◆ Using the information ◆
A – Name every IsoPlexis product or system that the passage about IsoPlexis calls by a proper name.
B – Reproduce the IsoPlexis passage word for word, taking everything from "Mackay said IsoPlexis'" down to "its energy state.".
C – Continue the article about IsoPlexis and its Duomic platform from its last sentence.

◆ Selected passage ◆
-- Opening Marker --

Last year, the firm launched a chip for measuring intracellular proteins at the single-cell level. It currently has one chip on the market measuring 15 phosphoproteins and proteins involved in tumor signaling and plans to launch a second chip that measures 20 phosphoproteins and proteins involved in adaptive immunity.
At AGBT Precision Health, the company presented data on its Duomic platform, demonstrating that using barcorded beads, it could read out transcriptomic data on the same chips it uses for its intracellular protein measurements.
"From those same cells that you are getting the [RNA] sequencing information, you are getting functional proteomic information," Mackay said. He added that the Duomic product would work with any downstream sequencer.
He said IsoPlexis believed the Duomic platform would help the company and its customers better understand what the genetic drivers of cellular activity are at the protein level. While a number of companies offer combined RNA and protein measurements at the single-cell level, most of these offerings focus on characterization of cell surface proteins. Mackay said he believes IsoPlexis' ability to look at secreted and intracellular proteins, including phosphorylated proteins, will set it apart.
"We're really focused on continuing [to develop] our functional proteomic [tools], looking at cytokines, chemokines, growth factors, and the RNA concurrently from things like immune cells, and looking at those same analytes and things like phosphoproteins and RNA concurrently in things like tumor cells," he said. "That's our real differentiating factor, driving the functional proteomic elements."
Mackay noted that as part of this push into nucleic acid work, the company purchased in May a patent portfolio containing 86 patents related to RNA and DNA sequencing.
Currently, IsoPlexis is running Duomic samples in house for a set of early-access users, Mackay said, but ultimately customers will use the company's IsoLight or IsoSpark systems to run the Duomic chips, collecting the protein information, and retrieving the RNA, which they would then sequence.
Mackay said IsoPlexis' metabolomic assay, which is still under development, is meant to be combined with its phosphoproteomic assay, allowing researchers to simultaneously collect information on protein signaling within a cell and its energy state.

-- Closing Marker --

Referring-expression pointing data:
-- Opening Marker --

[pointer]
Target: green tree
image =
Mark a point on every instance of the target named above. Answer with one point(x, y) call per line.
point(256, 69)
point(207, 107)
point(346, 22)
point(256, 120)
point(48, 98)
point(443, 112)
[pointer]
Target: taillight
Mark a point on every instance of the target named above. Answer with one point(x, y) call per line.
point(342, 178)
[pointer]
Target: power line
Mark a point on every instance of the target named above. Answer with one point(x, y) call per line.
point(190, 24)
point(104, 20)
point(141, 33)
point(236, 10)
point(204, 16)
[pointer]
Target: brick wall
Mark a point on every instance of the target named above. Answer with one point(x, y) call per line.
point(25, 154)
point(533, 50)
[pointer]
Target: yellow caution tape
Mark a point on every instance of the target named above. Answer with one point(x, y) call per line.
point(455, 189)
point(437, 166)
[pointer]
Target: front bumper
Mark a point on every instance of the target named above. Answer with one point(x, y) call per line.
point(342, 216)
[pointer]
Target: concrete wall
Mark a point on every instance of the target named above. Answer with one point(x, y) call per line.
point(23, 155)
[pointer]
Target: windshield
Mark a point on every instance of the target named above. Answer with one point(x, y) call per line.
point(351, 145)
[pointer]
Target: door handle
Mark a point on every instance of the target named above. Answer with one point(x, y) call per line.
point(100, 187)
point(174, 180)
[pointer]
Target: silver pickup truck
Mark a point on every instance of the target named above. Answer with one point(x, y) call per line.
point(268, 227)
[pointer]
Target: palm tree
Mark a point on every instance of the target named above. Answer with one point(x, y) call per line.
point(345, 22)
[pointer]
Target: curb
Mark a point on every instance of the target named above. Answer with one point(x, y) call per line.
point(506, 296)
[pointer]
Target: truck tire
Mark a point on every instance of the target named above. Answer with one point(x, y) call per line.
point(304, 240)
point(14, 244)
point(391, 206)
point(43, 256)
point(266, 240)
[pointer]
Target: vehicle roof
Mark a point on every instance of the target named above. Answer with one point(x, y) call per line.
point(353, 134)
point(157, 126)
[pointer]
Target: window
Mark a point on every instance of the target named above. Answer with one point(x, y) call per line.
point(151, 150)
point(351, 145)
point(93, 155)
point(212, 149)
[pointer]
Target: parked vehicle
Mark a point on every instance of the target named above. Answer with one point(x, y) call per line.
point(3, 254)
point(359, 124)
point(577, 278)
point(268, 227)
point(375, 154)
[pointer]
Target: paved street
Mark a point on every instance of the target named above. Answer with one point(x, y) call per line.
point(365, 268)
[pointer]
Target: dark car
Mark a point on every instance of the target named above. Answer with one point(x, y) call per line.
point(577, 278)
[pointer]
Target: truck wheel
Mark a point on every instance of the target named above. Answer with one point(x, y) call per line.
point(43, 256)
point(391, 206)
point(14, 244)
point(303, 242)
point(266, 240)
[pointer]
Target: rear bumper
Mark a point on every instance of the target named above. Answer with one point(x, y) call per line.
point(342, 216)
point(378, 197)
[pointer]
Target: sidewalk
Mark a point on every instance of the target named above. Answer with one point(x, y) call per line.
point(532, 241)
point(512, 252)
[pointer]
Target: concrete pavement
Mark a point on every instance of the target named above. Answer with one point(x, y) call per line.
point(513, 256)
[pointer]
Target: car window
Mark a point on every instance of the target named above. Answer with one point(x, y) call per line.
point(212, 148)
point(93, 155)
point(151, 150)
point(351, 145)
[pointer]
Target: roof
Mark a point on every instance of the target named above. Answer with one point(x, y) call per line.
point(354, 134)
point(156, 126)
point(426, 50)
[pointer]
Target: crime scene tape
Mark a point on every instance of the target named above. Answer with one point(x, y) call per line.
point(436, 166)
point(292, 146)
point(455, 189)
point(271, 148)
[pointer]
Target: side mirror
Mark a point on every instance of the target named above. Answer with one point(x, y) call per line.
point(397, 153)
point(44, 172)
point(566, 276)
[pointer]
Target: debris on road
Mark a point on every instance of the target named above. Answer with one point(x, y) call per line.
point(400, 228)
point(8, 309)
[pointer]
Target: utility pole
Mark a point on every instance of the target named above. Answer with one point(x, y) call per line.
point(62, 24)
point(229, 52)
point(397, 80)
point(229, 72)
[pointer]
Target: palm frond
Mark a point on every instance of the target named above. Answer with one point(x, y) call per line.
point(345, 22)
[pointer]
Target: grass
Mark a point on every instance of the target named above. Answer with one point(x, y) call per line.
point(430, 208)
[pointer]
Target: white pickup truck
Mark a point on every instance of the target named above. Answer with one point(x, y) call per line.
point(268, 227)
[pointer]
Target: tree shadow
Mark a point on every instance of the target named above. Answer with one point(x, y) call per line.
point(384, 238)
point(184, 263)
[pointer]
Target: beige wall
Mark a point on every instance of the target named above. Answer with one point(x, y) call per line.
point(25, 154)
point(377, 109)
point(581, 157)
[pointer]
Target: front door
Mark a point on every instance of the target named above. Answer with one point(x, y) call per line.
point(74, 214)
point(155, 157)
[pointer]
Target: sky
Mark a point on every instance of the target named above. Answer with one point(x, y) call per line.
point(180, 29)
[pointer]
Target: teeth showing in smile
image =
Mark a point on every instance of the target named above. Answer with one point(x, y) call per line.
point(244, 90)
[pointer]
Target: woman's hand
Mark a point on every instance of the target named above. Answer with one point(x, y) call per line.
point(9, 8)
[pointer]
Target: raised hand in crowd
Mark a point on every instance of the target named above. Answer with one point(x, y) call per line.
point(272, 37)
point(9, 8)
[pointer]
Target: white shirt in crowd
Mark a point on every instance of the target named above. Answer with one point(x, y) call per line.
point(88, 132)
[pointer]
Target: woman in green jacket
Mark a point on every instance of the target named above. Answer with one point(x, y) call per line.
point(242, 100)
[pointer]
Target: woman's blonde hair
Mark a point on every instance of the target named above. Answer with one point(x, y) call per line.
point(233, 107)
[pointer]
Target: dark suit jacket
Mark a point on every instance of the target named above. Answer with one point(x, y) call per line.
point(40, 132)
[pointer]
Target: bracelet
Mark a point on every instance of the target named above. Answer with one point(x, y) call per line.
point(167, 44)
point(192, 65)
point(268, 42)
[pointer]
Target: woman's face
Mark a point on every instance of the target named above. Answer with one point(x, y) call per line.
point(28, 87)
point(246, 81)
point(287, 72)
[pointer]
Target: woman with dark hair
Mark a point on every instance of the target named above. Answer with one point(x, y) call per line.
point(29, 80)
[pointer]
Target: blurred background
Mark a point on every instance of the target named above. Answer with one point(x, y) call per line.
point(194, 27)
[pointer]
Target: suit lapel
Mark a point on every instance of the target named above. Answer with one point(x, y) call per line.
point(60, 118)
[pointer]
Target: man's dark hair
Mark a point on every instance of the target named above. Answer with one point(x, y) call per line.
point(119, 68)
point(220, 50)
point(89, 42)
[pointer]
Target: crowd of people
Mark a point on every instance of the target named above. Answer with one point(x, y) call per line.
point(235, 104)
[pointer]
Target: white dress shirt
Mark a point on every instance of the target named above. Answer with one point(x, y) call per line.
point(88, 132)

-- Closing Marker --
-- Opening Marker --

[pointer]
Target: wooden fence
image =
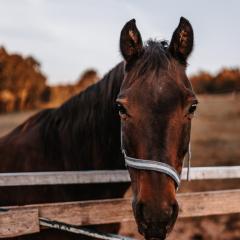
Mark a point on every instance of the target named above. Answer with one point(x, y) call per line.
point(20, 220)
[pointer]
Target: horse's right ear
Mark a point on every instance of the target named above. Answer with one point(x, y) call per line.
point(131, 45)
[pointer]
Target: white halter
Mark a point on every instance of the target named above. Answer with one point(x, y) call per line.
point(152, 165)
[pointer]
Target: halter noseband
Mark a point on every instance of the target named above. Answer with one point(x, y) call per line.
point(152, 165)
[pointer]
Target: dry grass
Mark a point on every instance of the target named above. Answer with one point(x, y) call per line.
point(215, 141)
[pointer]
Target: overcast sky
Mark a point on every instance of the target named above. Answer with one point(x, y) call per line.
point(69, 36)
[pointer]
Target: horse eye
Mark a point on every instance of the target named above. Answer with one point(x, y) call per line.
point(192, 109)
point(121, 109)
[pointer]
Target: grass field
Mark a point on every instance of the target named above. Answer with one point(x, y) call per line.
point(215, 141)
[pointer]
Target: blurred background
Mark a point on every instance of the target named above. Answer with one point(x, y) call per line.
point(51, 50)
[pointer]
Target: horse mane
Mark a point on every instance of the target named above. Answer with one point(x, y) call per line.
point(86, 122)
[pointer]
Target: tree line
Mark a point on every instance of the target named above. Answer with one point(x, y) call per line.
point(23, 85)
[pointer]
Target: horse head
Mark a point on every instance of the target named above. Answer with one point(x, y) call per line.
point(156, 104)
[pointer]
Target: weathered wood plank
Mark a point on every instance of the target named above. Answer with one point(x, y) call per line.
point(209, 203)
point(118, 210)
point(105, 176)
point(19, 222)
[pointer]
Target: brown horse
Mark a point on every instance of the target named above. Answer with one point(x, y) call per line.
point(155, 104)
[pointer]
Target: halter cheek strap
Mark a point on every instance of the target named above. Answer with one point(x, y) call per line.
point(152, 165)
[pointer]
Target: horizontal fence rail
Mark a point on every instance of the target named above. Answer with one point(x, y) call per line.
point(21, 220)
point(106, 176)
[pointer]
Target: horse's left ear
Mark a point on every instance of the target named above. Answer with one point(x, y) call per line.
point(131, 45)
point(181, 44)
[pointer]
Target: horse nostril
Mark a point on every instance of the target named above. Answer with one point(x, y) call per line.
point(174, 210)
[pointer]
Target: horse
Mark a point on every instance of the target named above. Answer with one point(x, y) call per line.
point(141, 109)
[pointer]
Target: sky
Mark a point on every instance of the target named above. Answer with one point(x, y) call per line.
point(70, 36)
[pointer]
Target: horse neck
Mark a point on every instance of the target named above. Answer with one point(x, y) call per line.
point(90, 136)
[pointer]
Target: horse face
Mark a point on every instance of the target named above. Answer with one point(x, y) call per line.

-- Closing Marker --

◆ Responses in order ◆
A – Duomic, IsoLight, IsoSpark

B –
Mackay said IsoPlexis' metabolomic assay, which is still under development, is meant to be combined with its phosphoproteomic assay, allowing researchers to simultaneously collect information on protein signaling within a cell and its energy state.

C –
"Those two things feed off each other," he said. "Our goal is not to come out with a full-fledged, pure-play metabolomic assay but instead to do the metabolome and phosphoproteome concurrently."
As IsoPlexis continues to develop intracellular protein assays, it expects to move beyond the immune profiling space where it has primarily operated, Mackay said, and into research areas where it will aim to displace technologies like traditional western blots.
"If you look downstream at some of these other applications like phosphoproteomics, if you look today at what academics and small-molecule pathway-oriented drug developers look at, a large portion of it is done with western blot," he said. "And if we can offer highly automated single-cell and bulk alternatives to western blot, that becomes very powerful. That's why we're investing pretty heavily in that part of the business."
"It's a totally different customer set relative to the immune profiling customer that we typically have for cancer immunology, CAR-T, and inflammatory disease," he added.
IsoPlexis generated full-year 2020 revenues of $10.4 million, up 39 percent year over year from $7.5 million. Its net loss for 2020 was $23.3 million versus $13.6 million the prior year. As of June 30, it had placed 150 of its systems globally in total. Mackay said that it planned to use the proceeds of its IPO to "double down" on its sales effort, "particularly in the international regions where we can offer more support to customers now that we're able to hire more people."
He said the company, which has more than 300 employees, has seen strong growth in the EMEA region and recently built an Asia-Pacific commercialization team, which will focus on China.